Задание: Продолжите приведенный ниже текст о поездке Пастернака в Москву осенью 1942 года, начав сразу после его последнего предложения.

Исходный текст:
Так он написал первой жене и сыну, оказавшимся в Ташкенте.
«Наверное, на днях я поеду в Москву… Я хочу попробовать продолжить ее (пьесу.— Д.Б.) в Москве. Предполагаю поселиться у тебя, если позволит состоянье комнаты… По-видимому, зимовка в Москве будет не легче ленинградской».
Получить вызов в Москву было крайне сложно, он хлопотал о нем с весны, но получил только осенью. В Москве Пастернак оказался 2 октября 1942 года и остановился в квартире брата Шуры.
«Я рассчитывал, что в Москве должно чувствоваться нечто исторически новое и, сквозь любые лишенья, некоторое предвестье завтрашнего дня. (…) При этих условиях я думал побывать на фронте. Но все сложилось по-другому. В Москве спокойно и очень обыденно, все наши пристанища, и в частности твое, частью разорены, частью заброшены, все ценное растащено… При этих условиях я решил вернуться в Чистополь, где хотя жизнь и питание хуже, чем в Москве, но где я буду среди своих и смогу спокойно работать».
Главной его травмой оказалась гибель отцовских работ. Сундук с ними зенитчики отнесли на дачу к Ивановым, которая сгорела дотла. Ивановы об этом еще не знали — Тамара Владимировна из Чистополя поехала в Ташкент, а Всеволод был в Куйбышеве с Информбюро и присоединился к семье только в 1942 году.
«В Москве спокойно и очень обыденно, все наши пристанища разорены и заброшены»…
Это было то самое, что он, кажется, даже не культивировал в себе, ибо умел с детства:
- Мне не жалко незрелых работ,
- И опять этим утром осенним
- Я оцениваю твой приход
- По готовности к свежим лишеньям.
- Предо мною твоя правота.
- Ты ни в чем предо мной неповинно,
- И война с духом тьмы неспроста
- Омрачает твою годовщину.
Это стихотворение напрямую обращено к двадцатипятилетию Октябрьской революции, к юбилею — как к реальному лицу, с которым можно говорить. В минуты величайшей битвы (а уже начиналась полугодовая Сталинградская эпопея) Пастернак отказывается сводить счеты с эпохой: это особенно неуместно теперь, когда идет война с духом тьмы. Революция научила его терять:
«Как тогда, четверть века назад, на заре молодых вероятий золотишь ты мой ранний закат светом тех же великих начатий».
Стихов не напечатали. 26 декабря 1942 года Пастернак выехал из Москвы поездом, а из Казани в Чистополь полетел на самолете.

Собранные данные:
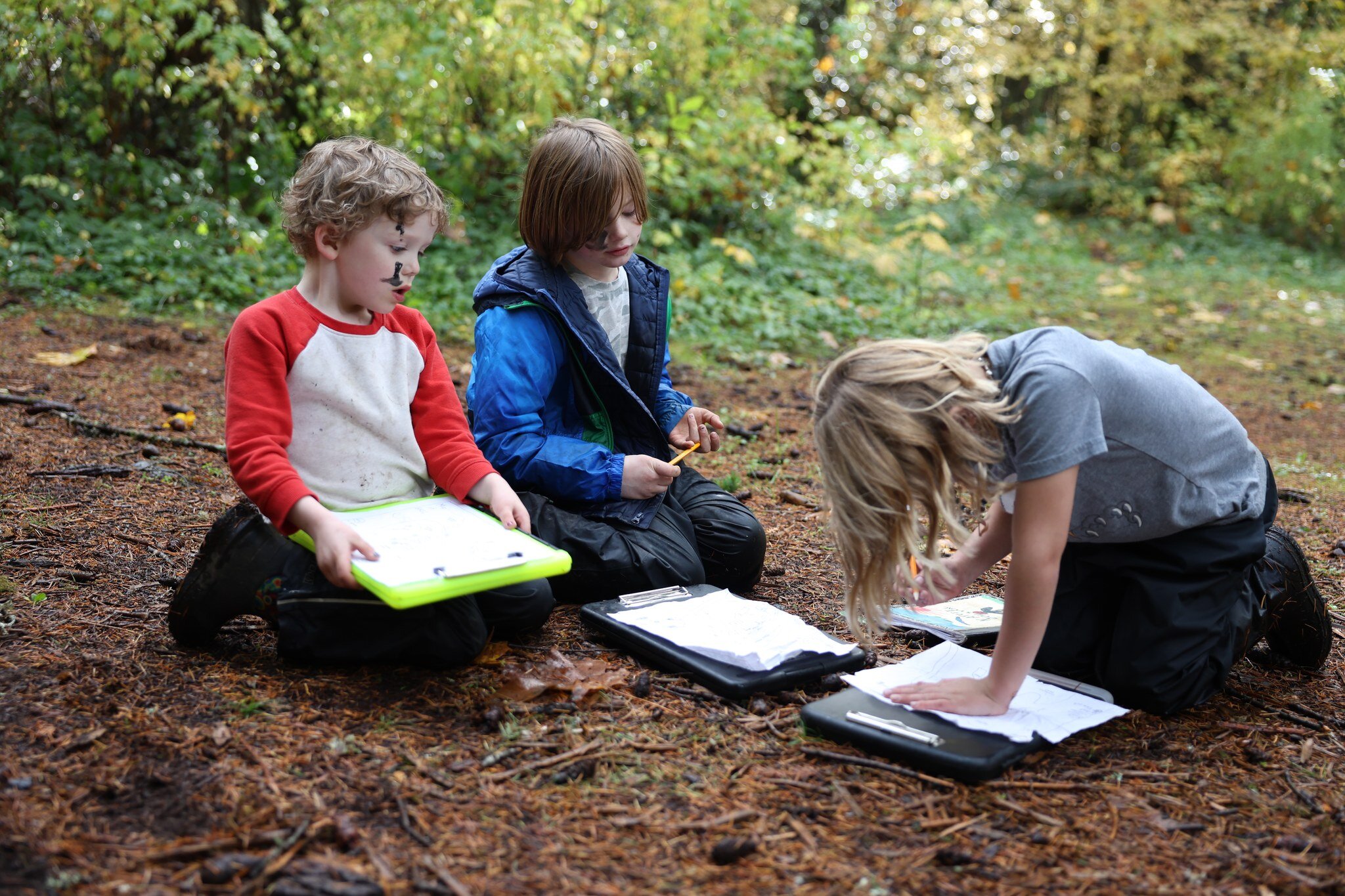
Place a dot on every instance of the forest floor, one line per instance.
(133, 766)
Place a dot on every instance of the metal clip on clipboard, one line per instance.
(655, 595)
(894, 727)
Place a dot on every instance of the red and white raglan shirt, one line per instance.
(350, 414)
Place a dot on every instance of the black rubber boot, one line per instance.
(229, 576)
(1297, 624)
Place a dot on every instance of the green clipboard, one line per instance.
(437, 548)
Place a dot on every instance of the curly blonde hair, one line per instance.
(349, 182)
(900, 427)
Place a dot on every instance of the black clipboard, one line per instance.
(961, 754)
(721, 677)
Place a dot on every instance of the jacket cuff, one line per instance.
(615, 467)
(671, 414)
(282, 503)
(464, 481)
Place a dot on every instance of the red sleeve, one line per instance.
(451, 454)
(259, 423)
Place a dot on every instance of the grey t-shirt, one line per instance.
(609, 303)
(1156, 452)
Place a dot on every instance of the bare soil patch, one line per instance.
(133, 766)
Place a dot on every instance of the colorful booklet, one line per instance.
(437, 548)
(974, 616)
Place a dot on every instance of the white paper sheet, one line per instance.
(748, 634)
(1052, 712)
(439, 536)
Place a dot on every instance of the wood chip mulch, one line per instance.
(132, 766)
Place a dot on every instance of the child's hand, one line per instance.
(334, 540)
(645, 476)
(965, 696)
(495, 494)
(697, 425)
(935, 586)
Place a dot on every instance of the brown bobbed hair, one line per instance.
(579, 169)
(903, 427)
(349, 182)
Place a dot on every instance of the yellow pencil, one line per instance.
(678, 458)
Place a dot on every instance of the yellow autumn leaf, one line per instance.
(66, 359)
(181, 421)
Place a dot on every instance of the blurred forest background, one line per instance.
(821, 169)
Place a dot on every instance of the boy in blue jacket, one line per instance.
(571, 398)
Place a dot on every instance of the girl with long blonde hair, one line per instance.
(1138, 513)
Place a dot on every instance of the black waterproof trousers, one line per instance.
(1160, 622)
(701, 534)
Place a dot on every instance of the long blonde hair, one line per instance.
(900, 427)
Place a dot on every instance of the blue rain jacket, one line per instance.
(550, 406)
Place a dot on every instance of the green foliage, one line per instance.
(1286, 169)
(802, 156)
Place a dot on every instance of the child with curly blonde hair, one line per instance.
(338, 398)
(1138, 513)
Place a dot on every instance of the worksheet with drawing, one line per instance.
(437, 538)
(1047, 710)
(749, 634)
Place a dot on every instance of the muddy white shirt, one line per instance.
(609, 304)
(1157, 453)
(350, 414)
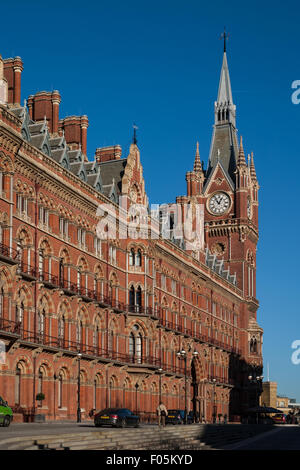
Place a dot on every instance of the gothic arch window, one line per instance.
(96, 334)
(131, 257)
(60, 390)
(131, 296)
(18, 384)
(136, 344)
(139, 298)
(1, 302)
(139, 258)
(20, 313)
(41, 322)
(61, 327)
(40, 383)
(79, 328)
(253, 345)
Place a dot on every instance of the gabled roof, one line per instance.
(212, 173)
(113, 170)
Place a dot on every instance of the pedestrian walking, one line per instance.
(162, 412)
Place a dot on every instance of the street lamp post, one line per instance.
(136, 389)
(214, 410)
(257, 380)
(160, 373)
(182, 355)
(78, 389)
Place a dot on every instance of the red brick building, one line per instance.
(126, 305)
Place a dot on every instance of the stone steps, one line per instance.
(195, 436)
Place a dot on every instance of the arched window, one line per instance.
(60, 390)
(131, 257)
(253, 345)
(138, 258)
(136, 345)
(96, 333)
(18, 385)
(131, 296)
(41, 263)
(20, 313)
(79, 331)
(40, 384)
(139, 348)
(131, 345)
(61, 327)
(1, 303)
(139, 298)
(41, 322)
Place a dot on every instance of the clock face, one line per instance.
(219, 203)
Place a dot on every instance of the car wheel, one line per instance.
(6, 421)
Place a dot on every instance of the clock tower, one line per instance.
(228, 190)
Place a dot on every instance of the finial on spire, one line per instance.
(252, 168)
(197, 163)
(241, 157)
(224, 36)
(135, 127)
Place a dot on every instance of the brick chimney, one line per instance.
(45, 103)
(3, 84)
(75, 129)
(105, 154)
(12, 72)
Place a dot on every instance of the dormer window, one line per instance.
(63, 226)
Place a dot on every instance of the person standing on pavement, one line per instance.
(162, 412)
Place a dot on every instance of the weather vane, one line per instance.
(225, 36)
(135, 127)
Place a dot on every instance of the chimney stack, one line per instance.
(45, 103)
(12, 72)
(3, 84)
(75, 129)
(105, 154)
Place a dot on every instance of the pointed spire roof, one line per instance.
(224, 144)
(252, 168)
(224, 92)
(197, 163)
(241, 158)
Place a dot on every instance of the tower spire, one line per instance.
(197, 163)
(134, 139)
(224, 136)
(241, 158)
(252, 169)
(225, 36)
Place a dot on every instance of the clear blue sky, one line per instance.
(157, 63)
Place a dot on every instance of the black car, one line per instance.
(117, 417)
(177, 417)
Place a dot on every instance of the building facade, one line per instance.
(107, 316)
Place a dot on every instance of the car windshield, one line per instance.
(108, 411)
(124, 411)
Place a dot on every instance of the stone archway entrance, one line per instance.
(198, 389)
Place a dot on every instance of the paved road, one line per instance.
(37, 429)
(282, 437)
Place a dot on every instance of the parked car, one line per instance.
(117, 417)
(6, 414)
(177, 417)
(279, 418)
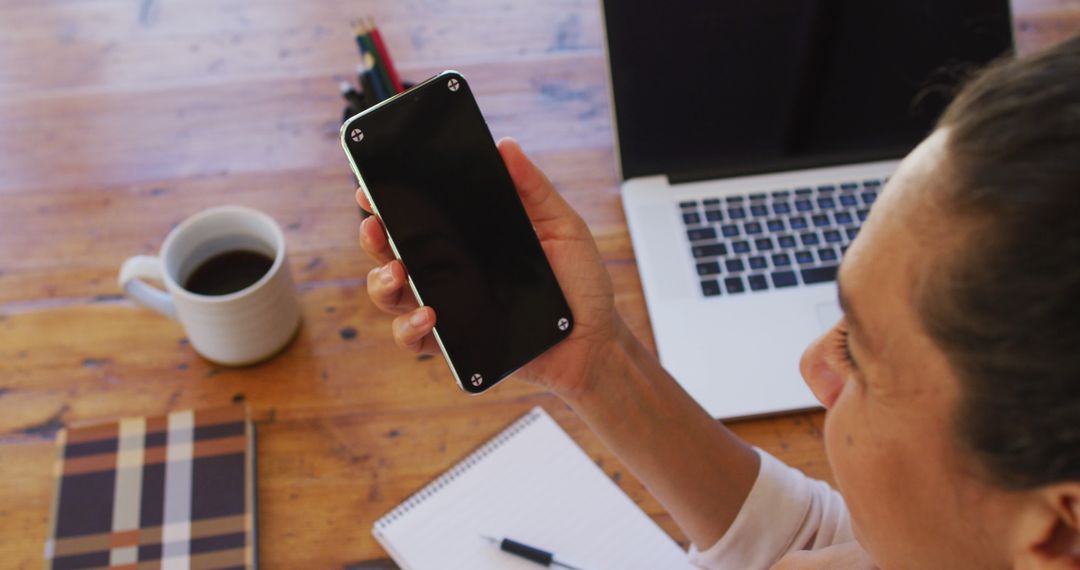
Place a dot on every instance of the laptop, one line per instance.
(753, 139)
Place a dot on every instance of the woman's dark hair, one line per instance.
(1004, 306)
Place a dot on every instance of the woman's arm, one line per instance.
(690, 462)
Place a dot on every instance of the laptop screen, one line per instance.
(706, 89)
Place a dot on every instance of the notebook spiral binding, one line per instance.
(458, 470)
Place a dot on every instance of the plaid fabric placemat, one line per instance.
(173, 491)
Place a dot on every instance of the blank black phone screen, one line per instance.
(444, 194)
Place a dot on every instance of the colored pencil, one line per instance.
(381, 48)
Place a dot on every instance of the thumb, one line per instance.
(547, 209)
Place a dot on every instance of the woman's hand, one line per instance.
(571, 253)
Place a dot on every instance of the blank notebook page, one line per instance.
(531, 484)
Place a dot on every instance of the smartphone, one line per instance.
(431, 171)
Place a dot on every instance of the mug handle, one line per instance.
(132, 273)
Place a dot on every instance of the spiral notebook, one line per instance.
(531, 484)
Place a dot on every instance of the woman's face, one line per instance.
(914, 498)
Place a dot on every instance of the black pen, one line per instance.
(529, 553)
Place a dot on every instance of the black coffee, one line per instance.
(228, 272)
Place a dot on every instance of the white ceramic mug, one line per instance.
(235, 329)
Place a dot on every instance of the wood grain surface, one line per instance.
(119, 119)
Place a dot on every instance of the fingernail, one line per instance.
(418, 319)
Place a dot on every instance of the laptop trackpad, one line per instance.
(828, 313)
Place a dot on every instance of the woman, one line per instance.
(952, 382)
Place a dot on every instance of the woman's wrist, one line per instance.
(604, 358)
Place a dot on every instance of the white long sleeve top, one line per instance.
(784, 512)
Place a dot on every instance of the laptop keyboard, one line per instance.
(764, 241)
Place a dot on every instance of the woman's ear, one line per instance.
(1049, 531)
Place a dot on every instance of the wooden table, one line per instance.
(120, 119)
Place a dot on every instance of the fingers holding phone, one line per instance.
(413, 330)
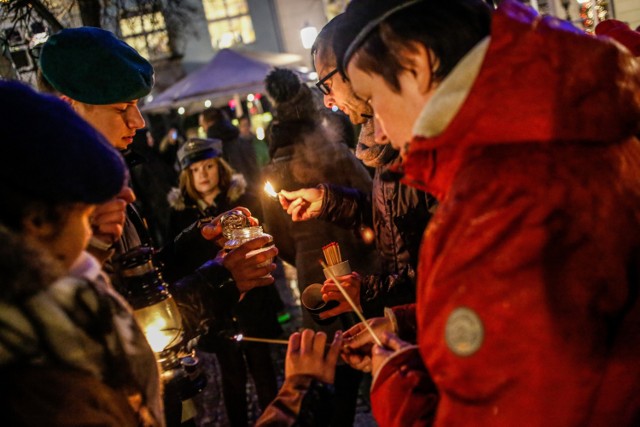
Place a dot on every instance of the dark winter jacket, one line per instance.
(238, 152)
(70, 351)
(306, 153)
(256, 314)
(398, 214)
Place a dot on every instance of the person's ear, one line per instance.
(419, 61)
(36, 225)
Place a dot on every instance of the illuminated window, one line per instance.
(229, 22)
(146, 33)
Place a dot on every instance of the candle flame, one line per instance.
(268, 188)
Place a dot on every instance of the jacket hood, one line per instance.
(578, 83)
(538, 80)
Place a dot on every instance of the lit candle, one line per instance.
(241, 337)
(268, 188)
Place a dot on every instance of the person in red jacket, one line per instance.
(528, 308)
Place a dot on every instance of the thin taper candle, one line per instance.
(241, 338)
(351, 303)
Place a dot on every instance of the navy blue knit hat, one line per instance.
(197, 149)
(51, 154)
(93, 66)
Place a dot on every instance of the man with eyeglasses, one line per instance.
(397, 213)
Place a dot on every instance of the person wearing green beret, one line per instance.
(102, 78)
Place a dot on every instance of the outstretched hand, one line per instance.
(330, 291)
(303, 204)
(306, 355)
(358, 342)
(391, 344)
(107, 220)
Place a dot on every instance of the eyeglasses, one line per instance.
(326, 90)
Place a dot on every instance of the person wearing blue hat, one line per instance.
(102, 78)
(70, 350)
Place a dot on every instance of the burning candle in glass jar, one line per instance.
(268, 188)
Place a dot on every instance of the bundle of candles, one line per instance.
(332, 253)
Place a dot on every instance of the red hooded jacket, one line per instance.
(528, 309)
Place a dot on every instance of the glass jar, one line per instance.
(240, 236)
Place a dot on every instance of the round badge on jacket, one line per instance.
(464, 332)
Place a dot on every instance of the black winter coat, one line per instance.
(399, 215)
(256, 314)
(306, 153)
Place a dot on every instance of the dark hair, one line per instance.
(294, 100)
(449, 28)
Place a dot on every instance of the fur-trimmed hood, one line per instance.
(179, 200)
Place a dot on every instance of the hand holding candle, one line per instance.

Ответ к заданию:
3
Еще в Москве, в ноябре 1942 года, Пастернак просил Фадеева устроить ему вызов на фронт, но не преуспел. Он объяснял это вероятной неприемлемостью своих корреспонденции и — по обычной своей способности всех понять и всем сострадать — относился к фалеевской перестраховке с пониманием. Только 25 июня 1943 года писательские семьи пароходом вернулись из Чистополя в Москву. Здесь Пастернак снова начат хлопотать о поездке на фронт, поскольку — отказавшись от пьесы, слишком смелой и безоглядной,— захотел написать большую военную поэму. Но чтобы писать о войне,надо было знать окопную правду; Пастернак не чувствовал за собой морального права говорить о войне, не видя ее и не подвергнувшись ни разу хотя бы небольшому риску.
Наконец Фадеев уступил — на фронт, в только что освобожденный Орел, отправили «додж» с весьма представительной бригадой под руководством самого Симонова, главного военного корреспондента «Правды» и «Красной звезды». Рейд был сравнительно безопасен, бои уже закончились: Симонов взял на фронт жену, Валентину Серову, в бригаду включен был восьмидесятилетний Серафимович, из переделкинских жителей поехали Иванов, Федин и Пастернак. В той же бригаде был журналист «Комсомолки» Семен Трегуб — тот самый, который когда-то писал фельетон о докладе Суркова в Минске, в тридцать шестом году: Сурков, мол, был недостаточно суров с Пастернаком… Собственно, Трегуб был далеко не худшим из тогдашних фельетонистов: Пастернака он не знал и исходил из поверхностного, ходульного представления о нем. Личное знакомство эти представления скорректировало.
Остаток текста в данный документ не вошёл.